■ **Dataset records**:

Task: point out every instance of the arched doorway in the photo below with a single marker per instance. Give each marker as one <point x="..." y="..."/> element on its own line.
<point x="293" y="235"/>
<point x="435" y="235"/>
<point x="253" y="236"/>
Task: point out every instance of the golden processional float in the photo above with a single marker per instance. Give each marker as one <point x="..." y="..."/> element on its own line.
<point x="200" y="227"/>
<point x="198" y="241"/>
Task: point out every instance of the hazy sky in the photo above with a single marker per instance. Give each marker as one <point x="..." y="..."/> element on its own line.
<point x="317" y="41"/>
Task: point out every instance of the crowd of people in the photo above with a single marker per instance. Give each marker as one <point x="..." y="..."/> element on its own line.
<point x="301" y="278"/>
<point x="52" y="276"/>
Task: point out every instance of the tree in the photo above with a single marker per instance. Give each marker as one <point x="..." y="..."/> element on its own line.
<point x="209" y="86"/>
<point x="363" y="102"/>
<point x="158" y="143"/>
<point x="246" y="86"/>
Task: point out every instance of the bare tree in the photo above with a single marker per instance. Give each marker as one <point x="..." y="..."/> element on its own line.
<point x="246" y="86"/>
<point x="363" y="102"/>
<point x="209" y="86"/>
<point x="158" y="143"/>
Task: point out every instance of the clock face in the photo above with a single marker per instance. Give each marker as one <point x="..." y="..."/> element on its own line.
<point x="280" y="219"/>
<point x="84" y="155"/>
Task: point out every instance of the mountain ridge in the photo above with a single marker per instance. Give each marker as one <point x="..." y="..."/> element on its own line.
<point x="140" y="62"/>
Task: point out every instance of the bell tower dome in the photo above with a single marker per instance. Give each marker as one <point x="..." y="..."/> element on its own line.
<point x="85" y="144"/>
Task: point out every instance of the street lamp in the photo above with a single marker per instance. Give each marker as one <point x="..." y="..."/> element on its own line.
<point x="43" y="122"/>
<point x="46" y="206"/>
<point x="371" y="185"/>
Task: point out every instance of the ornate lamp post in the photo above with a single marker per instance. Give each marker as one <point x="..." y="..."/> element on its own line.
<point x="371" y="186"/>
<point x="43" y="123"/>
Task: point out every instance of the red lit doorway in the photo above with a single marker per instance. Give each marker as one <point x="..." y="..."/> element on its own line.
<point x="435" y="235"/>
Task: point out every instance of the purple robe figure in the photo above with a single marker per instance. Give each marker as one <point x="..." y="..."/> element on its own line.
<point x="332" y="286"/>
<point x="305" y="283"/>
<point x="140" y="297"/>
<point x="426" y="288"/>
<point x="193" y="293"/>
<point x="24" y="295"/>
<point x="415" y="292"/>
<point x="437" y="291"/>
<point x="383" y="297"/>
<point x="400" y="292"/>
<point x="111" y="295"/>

■ **DIRECTIVE**:
Reproduce all the items above, renaming "marker" to "dot" everywhere it occurs and leaving every other character as it is.

■ **RESULT**:
Task: point out every instance of the arched doorway in the photo below with a single dot per instance. Give each dot as one <point x="..." y="..."/> element on its own line.
<point x="293" y="235"/>
<point x="435" y="235"/>
<point x="253" y="236"/>
Task: point out every instance of the golden processional float in the photo above with a single dot per instance. Give each dot as one <point x="..." y="..."/> element on its own line.
<point x="200" y="227"/>
<point x="198" y="241"/>
Task: point out every instance of the hazy sky in the photo above with a single dot per instance. Give each dot as one <point x="..." y="..."/> element on its own line.
<point x="317" y="41"/>
Task: point out every instance of the crowd of people in the photo above with a single dot per instance. Give each dot as one <point x="..." y="..."/> element on its own line.
<point x="301" y="278"/>
<point x="52" y="276"/>
Task: point out every instance of the tree in the photo above with a single dot per instance. Give each dot as one <point x="..." y="..."/> element on its own line.
<point x="209" y="86"/>
<point x="363" y="102"/>
<point x="158" y="143"/>
<point x="246" y="86"/>
Task: point out every instance of the bare tree in the photo above with a single dot per instance. Give each dot as one <point x="..." y="..."/> element on its own line.
<point x="246" y="86"/>
<point x="363" y="102"/>
<point x="209" y="86"/>
<point x="158" y="143"/>
Task: point out every instance of the clock face in the photo above with a single dot per instance. Give each dot as one <point x="..." y="..."/> element on its own line.
<point x="280" y="219"/>
<point x="84" y="155"/>
Task: point out every instance of the mountain ridge in the photo above with a single dot per instance. Give each dot as one <point x="..." y="..."/> element on its own line.
<point x="140" y="62"/>
Task: point out every instance of the bell tower dome in the photo above with a single dot per instance. Give each dot as one <point x="..." y="..."/> element on its own line.
<point x="85" y="144"/>
Task: point out every instance of the street lamp in the photo above with a single dot per instance. Give each dot as one <point x="..." y="..."/> element on its own line.
<point x="43" y="122"/>
<point x="46" y="206"/>
<point x="371" y="185"/>
Task: point out every instance of the ornate lamp post in the photo above with a single dot per instance. Give each dot as one <point x="..." y="..."/> element on its own line.
<point x="371" y="186"/>
<point x="43" y="123"/>
Task: point out every instance of the red lit doorway in the photo above with a single dot per instance. Give each dot as one <point x="..." y="..."/> element on its own line.
<point x="435" y="235"/>
Task: point out every instance of the purple robe figure in the photo above with a single dot per instance. Give each dot as one <point x="..." y="..."/> element on its own line.
<point x="332" y="286"/>
<point x="305" y="283"/>
<point x="140" y="297"/>
<point x="426" y="288"/>
<point x="193" y="293"/>
<point x="24" y="295"/>
<point x="415" y="292"/>
<point x="437" y="291"/>
<point x="383" y="297"/>
<point x="400" y="292"/>
<point x="111" y="295"/>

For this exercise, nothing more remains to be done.